Instrucciones:
a. Indica si cada afirmación concuerda con el texto sobre El Palacio de la Luna y justifica la respuesta con las palabras exactas del texto: (i) se menciona a Maribel De Juan como traductora; (ii) la prosa de Auster se describe como complicada y recargada; (iii) el texto anuncia que desvelará por completo cada historia.
b. Según el texto sobre El Palacio de la Luna, ¿qué le gusta a Paul Auster encerrar en cada libro que escribe?
c. Por favor, prosigue el texto sobre El Palacio de la Luna a partir de su última oración.

23 de agosto de 2009

El Palacio de la Luna (Paul Auster)


A Paul Auster le gusta encerrar varias historias en cada libro que escribe. El modo en que se desarrolla cada una de ellas, cómo se relacionan entre sí y la manera en que interactúan para crear un territorio temático común, es fruto de su talento para la narración. El lector se adentra en sus novelas seducido por una prosa sencilla pero implacable (mención inevitable a la labor traductora de Maribel De Juan), que apenas da oportunidad de apartar la lectura por unos instantes, hasta llegar a un punto en el que se descubre a sí mismo envuelto en una trama sólo aparentemente lineal y simple, plena de simbolismos que comienzan a explicitarse.

Por una vez, adelantaremos los fundamentos de cada una de esas historias sin llegar a desvelarlas por completo para aquellos que no hayan leído la novela y con el afán de destacar aquellos aspectos en los que El Palacio de la Luna resume la temática austeriana.

Registros almacenados:
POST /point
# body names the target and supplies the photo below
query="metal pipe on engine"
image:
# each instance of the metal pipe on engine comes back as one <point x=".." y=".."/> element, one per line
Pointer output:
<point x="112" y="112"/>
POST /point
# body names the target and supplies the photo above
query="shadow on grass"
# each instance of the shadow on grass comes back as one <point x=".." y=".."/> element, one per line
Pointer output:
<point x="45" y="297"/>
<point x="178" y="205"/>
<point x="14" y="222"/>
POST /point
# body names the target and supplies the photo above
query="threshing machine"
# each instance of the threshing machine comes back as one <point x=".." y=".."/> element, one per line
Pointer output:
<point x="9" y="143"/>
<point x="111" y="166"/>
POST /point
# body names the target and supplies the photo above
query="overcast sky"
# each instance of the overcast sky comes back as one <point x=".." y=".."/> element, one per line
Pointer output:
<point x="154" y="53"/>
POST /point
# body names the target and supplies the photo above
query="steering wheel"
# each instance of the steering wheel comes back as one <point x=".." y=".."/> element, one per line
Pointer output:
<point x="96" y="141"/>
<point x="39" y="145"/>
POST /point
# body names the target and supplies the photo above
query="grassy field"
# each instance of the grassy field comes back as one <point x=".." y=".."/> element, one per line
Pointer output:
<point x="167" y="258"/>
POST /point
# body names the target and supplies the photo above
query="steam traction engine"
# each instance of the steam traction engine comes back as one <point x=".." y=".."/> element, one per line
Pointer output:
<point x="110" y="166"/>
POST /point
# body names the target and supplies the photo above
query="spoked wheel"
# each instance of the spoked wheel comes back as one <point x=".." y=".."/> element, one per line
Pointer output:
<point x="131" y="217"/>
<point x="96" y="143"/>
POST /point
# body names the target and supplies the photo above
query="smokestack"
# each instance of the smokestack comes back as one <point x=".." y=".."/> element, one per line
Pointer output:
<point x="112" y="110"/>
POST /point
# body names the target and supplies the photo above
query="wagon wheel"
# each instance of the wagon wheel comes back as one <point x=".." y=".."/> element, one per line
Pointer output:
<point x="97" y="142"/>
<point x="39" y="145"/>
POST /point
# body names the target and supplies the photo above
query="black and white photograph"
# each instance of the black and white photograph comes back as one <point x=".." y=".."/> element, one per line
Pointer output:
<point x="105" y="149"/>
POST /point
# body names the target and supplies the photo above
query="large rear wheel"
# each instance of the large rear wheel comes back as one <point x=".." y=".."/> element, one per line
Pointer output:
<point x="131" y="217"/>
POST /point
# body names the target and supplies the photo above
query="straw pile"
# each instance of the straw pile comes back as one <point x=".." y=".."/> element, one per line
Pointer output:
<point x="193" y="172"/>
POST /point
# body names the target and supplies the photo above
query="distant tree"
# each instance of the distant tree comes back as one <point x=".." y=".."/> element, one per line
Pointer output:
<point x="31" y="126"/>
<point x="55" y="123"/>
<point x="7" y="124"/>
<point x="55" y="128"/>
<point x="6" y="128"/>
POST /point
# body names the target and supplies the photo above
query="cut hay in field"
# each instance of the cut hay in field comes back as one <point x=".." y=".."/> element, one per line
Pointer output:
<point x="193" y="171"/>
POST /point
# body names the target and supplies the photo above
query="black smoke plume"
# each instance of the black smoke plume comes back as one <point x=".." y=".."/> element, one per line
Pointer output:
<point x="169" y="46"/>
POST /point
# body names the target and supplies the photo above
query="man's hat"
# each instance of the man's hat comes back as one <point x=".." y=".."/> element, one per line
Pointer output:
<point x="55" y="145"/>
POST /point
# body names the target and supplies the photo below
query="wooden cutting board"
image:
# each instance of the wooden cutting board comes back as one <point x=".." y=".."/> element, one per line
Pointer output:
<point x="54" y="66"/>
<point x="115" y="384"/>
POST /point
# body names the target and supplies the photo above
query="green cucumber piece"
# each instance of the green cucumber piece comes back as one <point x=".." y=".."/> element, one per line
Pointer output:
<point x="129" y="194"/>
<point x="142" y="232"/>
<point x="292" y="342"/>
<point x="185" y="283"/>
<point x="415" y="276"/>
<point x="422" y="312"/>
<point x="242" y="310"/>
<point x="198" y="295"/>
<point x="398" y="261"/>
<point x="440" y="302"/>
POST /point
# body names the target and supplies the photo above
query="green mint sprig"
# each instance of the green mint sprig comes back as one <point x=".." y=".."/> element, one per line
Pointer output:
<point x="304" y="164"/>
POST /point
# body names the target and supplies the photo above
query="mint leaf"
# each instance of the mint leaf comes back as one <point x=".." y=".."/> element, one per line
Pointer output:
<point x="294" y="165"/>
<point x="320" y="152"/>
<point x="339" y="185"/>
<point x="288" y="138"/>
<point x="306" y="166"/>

Respuestas por tarea:
a.
(i) Sí: «mención inevitable a la labor traductora de Maribel De Juan».
(ii) No: «una prosa sencilla pero implacable».
(iii) No: «sin llegar a desvelarlas por completo».

b. Varias historias.

c.
En El Palacio de la Luna tenemos la historia de Marco Stanley Fogg, un joven de padre desconocido y huérfano de madre que ha vivido bajo el cuidado de su tío y que a la muerte de éste parece no tener interés por integrarse en la vida tal y como la entienden otros jóvenes de su edad. Completa sus estudios en la Universidad de Columbia gracias a la venta progresiva de los libros que su tío le ha dejado casi como única herencia. Agotado el dinero, M.S. Fogg termina viviendo como un vagabundo en Central Park hasta que es rescatado por un amigo de la Universidad (Zimmer) y una chica oriental (Kitty Wu) a la que ha conocido casualmente por un malentendido.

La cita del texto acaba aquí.